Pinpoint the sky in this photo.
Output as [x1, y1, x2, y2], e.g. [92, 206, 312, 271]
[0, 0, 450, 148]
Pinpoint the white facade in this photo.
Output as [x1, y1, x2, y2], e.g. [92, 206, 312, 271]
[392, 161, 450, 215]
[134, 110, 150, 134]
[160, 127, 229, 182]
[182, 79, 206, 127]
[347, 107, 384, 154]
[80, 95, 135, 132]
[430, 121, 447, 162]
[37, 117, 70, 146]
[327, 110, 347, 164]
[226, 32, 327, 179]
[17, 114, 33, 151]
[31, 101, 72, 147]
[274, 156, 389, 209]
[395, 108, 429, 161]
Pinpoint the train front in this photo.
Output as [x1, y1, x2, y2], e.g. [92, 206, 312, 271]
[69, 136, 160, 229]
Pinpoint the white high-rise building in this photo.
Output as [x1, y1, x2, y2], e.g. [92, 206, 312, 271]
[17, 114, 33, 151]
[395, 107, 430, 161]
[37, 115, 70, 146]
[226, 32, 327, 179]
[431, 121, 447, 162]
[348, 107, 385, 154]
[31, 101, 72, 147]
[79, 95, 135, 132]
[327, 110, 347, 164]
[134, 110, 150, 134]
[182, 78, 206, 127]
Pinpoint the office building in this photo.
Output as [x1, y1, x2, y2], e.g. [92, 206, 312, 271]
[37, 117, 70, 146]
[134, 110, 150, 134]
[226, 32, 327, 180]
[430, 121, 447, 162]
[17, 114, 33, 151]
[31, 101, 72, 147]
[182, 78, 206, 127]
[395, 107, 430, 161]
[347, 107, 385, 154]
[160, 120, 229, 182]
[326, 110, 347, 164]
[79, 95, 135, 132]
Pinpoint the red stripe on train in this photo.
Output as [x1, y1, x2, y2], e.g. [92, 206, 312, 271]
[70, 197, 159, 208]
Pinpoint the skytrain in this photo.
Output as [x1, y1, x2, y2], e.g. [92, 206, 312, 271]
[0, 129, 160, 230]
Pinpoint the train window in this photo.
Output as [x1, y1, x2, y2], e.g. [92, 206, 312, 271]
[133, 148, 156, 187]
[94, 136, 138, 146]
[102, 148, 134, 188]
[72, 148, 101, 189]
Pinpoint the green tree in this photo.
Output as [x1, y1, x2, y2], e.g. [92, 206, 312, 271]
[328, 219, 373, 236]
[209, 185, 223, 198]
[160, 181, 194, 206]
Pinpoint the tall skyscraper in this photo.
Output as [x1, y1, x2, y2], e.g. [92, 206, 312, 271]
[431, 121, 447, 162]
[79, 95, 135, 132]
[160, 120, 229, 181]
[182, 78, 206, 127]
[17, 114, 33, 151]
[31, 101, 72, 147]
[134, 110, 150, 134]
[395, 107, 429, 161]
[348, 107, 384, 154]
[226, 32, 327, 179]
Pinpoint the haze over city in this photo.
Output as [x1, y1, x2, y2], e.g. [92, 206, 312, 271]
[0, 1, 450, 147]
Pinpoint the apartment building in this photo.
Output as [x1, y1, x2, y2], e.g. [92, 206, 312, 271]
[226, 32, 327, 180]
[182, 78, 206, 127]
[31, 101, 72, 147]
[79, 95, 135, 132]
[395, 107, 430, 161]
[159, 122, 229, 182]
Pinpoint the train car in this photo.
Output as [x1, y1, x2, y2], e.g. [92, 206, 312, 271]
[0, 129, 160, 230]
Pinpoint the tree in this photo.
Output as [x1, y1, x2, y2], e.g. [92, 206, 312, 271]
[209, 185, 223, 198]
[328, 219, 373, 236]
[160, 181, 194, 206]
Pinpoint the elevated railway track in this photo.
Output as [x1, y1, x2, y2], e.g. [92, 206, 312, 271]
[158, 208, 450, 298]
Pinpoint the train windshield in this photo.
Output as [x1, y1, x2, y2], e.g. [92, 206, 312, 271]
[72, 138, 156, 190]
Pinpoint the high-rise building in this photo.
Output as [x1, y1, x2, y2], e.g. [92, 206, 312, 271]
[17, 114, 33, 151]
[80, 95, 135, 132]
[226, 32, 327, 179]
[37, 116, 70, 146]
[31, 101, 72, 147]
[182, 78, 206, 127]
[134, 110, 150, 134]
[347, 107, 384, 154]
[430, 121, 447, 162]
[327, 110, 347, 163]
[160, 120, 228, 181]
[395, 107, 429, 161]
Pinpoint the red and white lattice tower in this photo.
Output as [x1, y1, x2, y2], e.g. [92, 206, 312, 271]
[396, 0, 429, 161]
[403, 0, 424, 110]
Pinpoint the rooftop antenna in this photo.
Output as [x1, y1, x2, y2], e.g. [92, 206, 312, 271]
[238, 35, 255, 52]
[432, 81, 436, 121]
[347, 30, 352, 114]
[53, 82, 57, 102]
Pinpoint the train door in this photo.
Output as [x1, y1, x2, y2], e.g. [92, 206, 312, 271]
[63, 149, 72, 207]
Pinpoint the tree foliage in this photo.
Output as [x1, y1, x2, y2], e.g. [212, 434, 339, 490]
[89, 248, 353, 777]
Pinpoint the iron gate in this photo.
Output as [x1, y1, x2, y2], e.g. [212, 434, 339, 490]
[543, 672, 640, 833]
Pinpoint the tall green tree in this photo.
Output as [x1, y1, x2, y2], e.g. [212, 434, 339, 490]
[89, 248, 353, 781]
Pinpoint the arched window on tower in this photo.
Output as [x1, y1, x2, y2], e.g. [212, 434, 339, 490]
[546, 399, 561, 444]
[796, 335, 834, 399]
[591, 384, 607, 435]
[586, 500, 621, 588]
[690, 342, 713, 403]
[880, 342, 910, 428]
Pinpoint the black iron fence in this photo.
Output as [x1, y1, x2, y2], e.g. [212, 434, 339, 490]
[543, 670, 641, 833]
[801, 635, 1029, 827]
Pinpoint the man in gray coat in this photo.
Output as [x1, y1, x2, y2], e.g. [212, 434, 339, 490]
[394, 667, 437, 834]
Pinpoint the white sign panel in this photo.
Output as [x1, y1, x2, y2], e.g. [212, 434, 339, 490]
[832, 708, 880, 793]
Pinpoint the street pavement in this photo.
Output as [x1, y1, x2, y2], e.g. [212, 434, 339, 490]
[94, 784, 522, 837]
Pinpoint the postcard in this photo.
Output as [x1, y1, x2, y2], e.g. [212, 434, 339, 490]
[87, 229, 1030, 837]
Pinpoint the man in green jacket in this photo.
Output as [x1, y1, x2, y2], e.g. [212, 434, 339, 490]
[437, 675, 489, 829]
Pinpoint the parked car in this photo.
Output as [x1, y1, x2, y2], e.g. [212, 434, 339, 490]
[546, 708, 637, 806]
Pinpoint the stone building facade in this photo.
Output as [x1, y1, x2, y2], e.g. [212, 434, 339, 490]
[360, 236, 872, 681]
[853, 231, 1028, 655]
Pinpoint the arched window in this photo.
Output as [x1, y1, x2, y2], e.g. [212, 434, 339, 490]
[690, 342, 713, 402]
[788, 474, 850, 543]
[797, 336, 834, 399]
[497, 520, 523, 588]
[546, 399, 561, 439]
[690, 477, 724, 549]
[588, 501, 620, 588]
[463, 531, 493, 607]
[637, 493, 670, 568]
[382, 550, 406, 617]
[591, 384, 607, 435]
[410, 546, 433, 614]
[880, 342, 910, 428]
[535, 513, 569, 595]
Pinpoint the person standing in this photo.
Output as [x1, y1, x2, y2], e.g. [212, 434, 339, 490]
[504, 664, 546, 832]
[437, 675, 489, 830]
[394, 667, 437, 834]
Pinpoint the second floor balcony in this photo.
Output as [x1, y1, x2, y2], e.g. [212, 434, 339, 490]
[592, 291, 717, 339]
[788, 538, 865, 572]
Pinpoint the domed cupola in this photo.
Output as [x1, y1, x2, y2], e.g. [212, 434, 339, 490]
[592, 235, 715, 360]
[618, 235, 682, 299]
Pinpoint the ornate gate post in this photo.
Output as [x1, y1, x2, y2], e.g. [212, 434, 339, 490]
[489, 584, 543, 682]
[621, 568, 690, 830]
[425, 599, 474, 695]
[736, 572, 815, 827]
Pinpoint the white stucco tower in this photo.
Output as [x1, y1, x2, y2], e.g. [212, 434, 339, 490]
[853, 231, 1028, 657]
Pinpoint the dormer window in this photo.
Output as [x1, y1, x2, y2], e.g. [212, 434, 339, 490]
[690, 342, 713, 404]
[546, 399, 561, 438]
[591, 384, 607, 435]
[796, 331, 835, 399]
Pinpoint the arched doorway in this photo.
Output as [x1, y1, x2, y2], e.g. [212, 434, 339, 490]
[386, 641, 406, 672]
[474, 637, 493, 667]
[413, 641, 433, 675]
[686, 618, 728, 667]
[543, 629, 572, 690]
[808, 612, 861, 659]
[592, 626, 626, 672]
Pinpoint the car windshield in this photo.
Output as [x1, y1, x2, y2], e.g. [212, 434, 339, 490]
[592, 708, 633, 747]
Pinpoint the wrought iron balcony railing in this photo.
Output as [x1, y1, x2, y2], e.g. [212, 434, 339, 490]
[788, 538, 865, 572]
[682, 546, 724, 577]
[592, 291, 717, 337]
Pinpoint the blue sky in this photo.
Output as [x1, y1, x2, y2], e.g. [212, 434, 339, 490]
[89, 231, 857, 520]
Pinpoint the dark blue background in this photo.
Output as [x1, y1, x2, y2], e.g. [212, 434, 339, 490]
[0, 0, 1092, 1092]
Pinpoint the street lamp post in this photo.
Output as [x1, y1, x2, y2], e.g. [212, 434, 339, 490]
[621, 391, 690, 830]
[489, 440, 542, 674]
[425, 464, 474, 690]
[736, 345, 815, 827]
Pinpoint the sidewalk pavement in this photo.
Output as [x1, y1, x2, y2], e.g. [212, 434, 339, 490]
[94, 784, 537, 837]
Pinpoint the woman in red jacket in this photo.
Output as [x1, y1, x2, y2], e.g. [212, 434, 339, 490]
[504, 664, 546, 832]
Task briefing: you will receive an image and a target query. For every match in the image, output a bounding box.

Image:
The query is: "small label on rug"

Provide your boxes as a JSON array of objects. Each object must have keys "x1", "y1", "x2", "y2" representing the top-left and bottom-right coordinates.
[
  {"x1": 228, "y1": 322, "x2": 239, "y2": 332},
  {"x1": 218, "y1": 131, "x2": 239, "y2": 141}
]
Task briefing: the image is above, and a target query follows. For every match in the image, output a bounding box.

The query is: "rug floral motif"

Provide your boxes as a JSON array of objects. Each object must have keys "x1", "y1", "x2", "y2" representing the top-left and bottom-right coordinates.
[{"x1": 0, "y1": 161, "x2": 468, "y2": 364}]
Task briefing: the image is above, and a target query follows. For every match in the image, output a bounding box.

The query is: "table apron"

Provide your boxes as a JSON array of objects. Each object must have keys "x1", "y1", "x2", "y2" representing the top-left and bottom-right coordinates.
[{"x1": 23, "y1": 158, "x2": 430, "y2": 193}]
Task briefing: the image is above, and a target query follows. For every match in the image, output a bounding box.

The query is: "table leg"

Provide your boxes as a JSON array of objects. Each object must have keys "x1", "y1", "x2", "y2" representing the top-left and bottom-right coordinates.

--

CONSEGNA ▸ Riporta sotto forma di tabella Markdown le righe dei record, partendo dall'inizio e arrivando alla riga che contiene "[0, 0, 450, 148]", inclusa. Usa le colonne Nr e Contenuto, con il numero progressivo e il testo di ciascuna riga, tralasciando quelle vuote.

RISPOSTA ▸
| Nr | Contenuto |
|---|---|
| 1 | Pinpoint the sky in this photo. |
| 2 | Output as [x1, y1, x2, y2], e.g. [92, 206, 312, 271] |
| 3 | [0, 0, 450, 148] |